Stored dataset items |

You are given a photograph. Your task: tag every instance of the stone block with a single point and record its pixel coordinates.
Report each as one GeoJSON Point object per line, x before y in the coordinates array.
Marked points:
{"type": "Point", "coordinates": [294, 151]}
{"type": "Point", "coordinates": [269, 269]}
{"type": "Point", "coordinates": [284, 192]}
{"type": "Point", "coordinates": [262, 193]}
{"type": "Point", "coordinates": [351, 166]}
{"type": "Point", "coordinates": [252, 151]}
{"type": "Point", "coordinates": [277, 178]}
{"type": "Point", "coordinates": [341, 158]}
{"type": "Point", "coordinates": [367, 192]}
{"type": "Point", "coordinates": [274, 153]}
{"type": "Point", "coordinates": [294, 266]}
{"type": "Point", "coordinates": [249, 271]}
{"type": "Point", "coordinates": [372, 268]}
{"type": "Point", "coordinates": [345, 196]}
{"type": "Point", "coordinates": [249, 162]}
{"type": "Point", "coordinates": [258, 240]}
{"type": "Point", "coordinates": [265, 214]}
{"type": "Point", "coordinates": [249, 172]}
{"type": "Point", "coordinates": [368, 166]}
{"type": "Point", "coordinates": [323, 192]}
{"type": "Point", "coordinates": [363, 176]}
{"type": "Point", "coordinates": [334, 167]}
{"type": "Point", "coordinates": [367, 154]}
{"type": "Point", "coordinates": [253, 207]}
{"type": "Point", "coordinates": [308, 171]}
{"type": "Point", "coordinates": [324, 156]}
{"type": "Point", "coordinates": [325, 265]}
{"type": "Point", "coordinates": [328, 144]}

Task details |
Count how many lines of the material above contain the word "block". Reply with only the number.

Result |
1